▶ GIVEN ENTRIES
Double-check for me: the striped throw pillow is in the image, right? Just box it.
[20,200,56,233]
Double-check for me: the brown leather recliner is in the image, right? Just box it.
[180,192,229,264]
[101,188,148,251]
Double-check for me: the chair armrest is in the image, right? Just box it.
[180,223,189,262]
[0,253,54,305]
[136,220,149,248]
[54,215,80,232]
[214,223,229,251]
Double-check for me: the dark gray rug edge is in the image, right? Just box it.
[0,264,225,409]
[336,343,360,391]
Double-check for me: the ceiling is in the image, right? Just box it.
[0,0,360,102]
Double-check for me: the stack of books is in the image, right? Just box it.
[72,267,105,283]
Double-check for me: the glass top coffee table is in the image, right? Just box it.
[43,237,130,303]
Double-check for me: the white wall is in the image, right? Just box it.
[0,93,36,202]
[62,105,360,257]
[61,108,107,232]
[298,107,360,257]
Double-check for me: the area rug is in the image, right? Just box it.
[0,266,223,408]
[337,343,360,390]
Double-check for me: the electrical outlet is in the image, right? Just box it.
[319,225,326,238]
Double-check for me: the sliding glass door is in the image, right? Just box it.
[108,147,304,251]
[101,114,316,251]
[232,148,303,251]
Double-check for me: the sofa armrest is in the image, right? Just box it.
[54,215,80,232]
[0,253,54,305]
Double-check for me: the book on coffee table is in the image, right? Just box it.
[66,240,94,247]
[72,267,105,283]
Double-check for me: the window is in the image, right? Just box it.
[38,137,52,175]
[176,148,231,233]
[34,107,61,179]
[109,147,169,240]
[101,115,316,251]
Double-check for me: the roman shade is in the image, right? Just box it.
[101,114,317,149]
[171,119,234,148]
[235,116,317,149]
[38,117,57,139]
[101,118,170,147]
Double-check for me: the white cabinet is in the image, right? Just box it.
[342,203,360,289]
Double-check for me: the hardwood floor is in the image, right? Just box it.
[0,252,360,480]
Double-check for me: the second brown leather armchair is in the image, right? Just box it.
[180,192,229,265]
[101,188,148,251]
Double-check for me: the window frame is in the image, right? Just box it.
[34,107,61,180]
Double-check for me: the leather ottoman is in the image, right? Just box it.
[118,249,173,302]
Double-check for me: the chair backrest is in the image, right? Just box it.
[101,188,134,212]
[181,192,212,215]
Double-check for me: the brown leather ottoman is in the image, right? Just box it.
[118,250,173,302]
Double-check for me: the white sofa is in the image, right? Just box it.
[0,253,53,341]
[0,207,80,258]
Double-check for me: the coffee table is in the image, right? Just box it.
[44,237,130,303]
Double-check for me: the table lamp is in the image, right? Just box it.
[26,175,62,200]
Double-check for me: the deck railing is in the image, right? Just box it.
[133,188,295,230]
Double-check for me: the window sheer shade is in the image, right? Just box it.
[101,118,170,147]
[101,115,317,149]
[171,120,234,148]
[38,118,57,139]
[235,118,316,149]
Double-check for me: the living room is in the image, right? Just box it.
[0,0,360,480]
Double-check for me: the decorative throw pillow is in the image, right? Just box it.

▶ WHAT THE TASK ASKS
Copy the entries above again, line for line, with no changes.

▶ SOLUTION TO THE EXERCISE
Double-check for me: the striped throw pillow is in the image, right? Just box it.
[20,200,56,233]
Double-check for me: the brown leather recliner is in the image, right? Just box it.
[180,192,229,264]
[101,188,148,251]
Double-check for me: the chair armrest is in the image, right? Just box it.
[180,223,189,262]
[0,253,54,305]
[136,220,149,248]
[54,215,80,232]
[214,223,229,251]
Double-check for me: the dark gray rug edge is in the image, right? Just box it.
[0,264,225,409]
[336,343,360,391]
Double-check for me: the ceiling is in the image, right? Just box it.
[0,0,360,102]
Double-check for me: the stack of books is in the image, right? Just box it.
[72,267,105,283]
Double-check for me: the glass top coffee table is in the image, right? Just box it.
[43,237,130,303]
Double-check for me: the white wall is in the image, right? Just box it.
[0,93,36,202]
[62,105,360,257]
[61,108,107,232]
[298,107,360,257]
Double-check for me: the area rug is in the image, right? Just box it.
[0,266,223,408]
[337,343,360,390]
Double-check for me: the electrical outlet is in the image, right? Just box it.
[319,225,326,238]
Double-check for me: the sliding glass door is in the image, right? Just box it.
[108,147,304,251]
[101,114,316,251]
[232,148,303,251]
Double-check for me: the sofa armrest is in the image, right? Just box it.
[54,215,80,232]
[0,253,54,305]
Double-check for me: the book on coffee table is in the image, right? Just box it.
[66,240,94,247]
[72,267,105,283]
Double-check for me: the window is in the image, right? Just box it.
[38,137,52,175]
[176,148,231,233]
[34,107,61,179]
[109,147,169,240]
[101,115,316,251]
Double-check for me: the roman shade is in the image, right? Just box it.
[101,114,317,149]
[171,119,234,148]
[235,116,317,149]
[38,117,57,139]
[101,118,170,147]
Double-check for me: the white cabinet is in the image, right? Just box it.
[342,203,360,289]
Double-check for me: the hardwood floor is in the image, right? Just box it.
[0,252,360,480]
Double-check for me: the second brown leather armchair is in the image, right? Just box it.
[180,192,229,265]
[101,188,148,251]
Double-check for me: the window frame is in the image, right? Just box it.
[34,107,61,180]
Double-check for me: the leather ottoman is in the image, right? Just box it.
[118,249,173,302]
Double-check for me: the chair backrest is in the image, right? Just box it.
[101,188,134,212]
[181,192,212,215]
Double-check for me: the brown leather ottoman is in the image, right? Just box it.
[118,250,173,302]
Double-check for me: the white sofa is in the image, right? Just box it.
[0,253,53,341]
[0,207,80,258]
Double-check for me: the coffee table is in the image, right? Just box it.
[44,237,130,303]
Double-check for me: the table lamp is in the image, right? Just box it.
[26,175,62,200]
Double-check for me: the deck railing is in the image, right? Just box it.
[133,188,295,230]
Double-check for me: the window sheer shade is in the image, right? Just box it.
[101,118,170,147]
[101,115,317,149]
[171,120,234,148]
[38,118,57,139]
[235,118,316,149]
Double-check for me: the living room is in the image, right? Just box it.
[0,0,360,480]
Double-check for me: the decorative throw pillow is in the image, right? Just box it.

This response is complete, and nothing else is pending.